▶ **PROBLEMS TO WORK ON**:
[a] From the comments on surveillance cameras, reproduce the passage starting at "Letting automated surveillance" up to and including "technically be unnecessary.".
[b] Answer these questions using the comments on surveillance cameras:
(i) Which city is described as having streets full of people acting bizarre and dangerous?
(ii) Which term is cited as an example of language shaped by algorithmic moderation?
(iii) In the imagined courtroom scenario, which bill did the mayor sign, and in what year?

▶ **PASSAGE TO READ**:
====================
Pretty sure that's what NSO Group (https://en.wikipedia.org/wiki/NSO_Group) is. Israeli intelligence could also just insert vulnerabilities in cheap garbage (or even more expensive garbage like this) for NSO or NSO-like Israeli orgs to take advantage of. We know they sell pagers.
> The camera can have different ways of seeing encoded in it, including kinds of gazes that enforce social agreements about what kinds of behavior and people are considered “normal”
The phrase "kinds of gazes" strikes me as the sort of thing that's only going to make sense to people trained in a very particular and idiosyncratic flavor of ethical critique. What a normal person sees here is, "These cameras can detect if people are acting bizarre and dangerous," which is probably something most people would appreciate. In Seattle, the problem, of course, is that the streets are full of people acting bizarre and dangerous, it doesn't take a camera network to find them, and the police seem to be under strict orders not to do anything about it.
[[Surveillance cameras normalize/denormalize behavior in a way that is easily biased and undemocratic.]]
It might e.g. direct the full force of law against a drunk urinating on a tree (easy to spot/classify), while tolerating vicious verbal attacks disguised by somewhat subdued body language (missing data/difficult to detect).
Letting automated surveillance systems judge people will inevitably influence our own collective judgement.
The threshold for a surveillance system to affect societal norms is not necessarily "legal event", and potentially even lower than any observable reaction (from self-censorship).
Just consider how algorithmic moderation can shape language (=> people using weird constructs like "to unalive", or weird metaphors in chinese), even in contexts where it would technically be unnecessary.
A close US equivalent is the "cant google that, I'll end up on a list" notion. This is all quite undesirable from my point of view.
Perhaps, depending on specific intent, credibility, and the nature of harm threatened.
But since this is about surveillance, I hope that detection of verbal threats is not a goal of government surveillance because it's difficult to imagine how that could be accomplished without significant loss of privacy or other liberties.
I can see it in court now. Our AI monitoring system did indeed know about the threat to the building where 800 people died on Sunday.
It says: "
Agent: Voice to text detected: I have everything ready - all the XXX chemicals are ready in the van and I'm going to park in the 900 S Crap St now"
Agent: Thread Level HIGH.
Agent: Looking up local codes.
Agent: Mayor signed SB-1238 in 2026 - no surveillance devices may be used for audio threat determination.
Agent: Threat silenced, but logged.
Judge: Oh, that makes sense. Make sure to bag and tag and bill the families for the bags.
====================
▶ **RECORDS**:
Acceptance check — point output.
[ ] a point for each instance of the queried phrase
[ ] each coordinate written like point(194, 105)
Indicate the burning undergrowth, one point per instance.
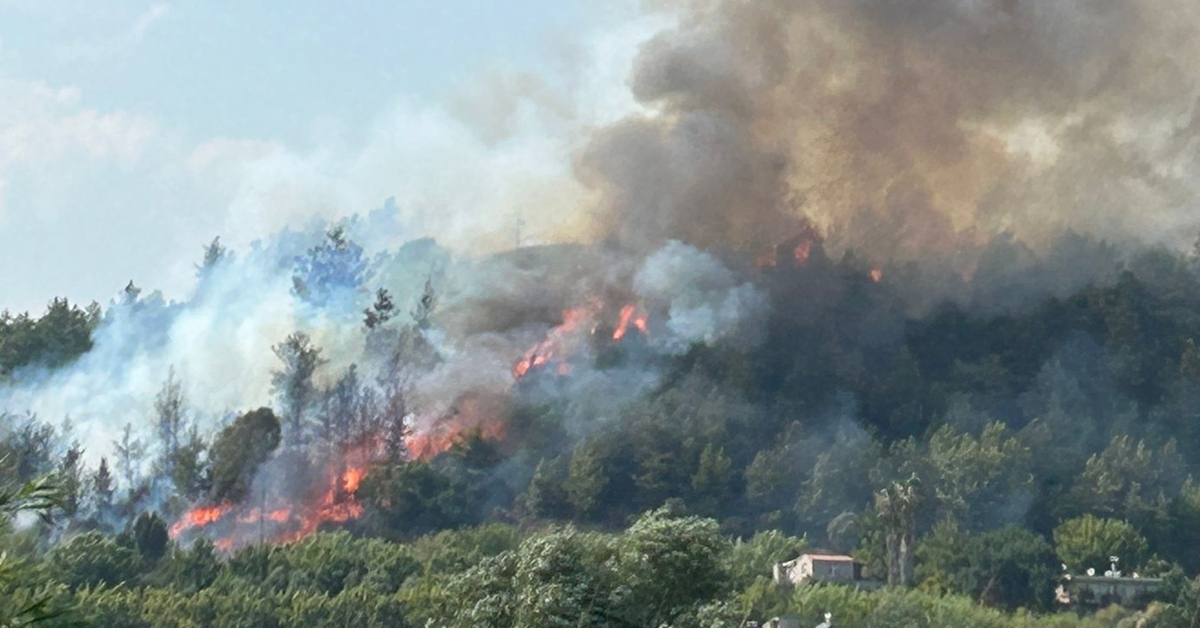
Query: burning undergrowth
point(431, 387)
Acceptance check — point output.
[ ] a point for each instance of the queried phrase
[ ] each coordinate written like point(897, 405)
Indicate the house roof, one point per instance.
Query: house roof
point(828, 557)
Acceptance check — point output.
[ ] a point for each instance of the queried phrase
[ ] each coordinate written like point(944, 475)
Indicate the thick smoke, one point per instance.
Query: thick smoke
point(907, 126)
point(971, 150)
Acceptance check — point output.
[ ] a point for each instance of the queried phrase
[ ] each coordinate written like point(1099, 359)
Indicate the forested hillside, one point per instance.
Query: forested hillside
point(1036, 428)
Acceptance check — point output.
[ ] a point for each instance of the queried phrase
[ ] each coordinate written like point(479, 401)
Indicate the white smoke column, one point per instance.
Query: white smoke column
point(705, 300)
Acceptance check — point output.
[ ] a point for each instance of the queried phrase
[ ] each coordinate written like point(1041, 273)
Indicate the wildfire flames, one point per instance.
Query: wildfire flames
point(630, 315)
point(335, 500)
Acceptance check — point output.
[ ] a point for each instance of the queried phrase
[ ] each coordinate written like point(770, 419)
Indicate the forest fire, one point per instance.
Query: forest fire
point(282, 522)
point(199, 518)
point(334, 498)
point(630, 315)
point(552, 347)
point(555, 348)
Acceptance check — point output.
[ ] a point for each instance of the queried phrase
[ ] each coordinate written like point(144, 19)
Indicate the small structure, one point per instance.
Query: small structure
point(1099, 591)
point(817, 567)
====================
▶ **EXERCISE SOLUTIONS**:
[a]
Letting automated surveillance systems judge people will inevitably influence our own collective judgement.
The threshold for a surveillance system to affect societal norms is not necessarily "legal event", and potentially even lower than any observable reaction (from self-censorship).
Just consider how algorithmic moderation can shape language (=> people using weird constructs like "to unalive", or weird metaphors in chinese), even in contexts where it would technically be unnecessary.

[b]
(i) Seattle
(ii) "to unalive"
(iii) SB-1238, in 2026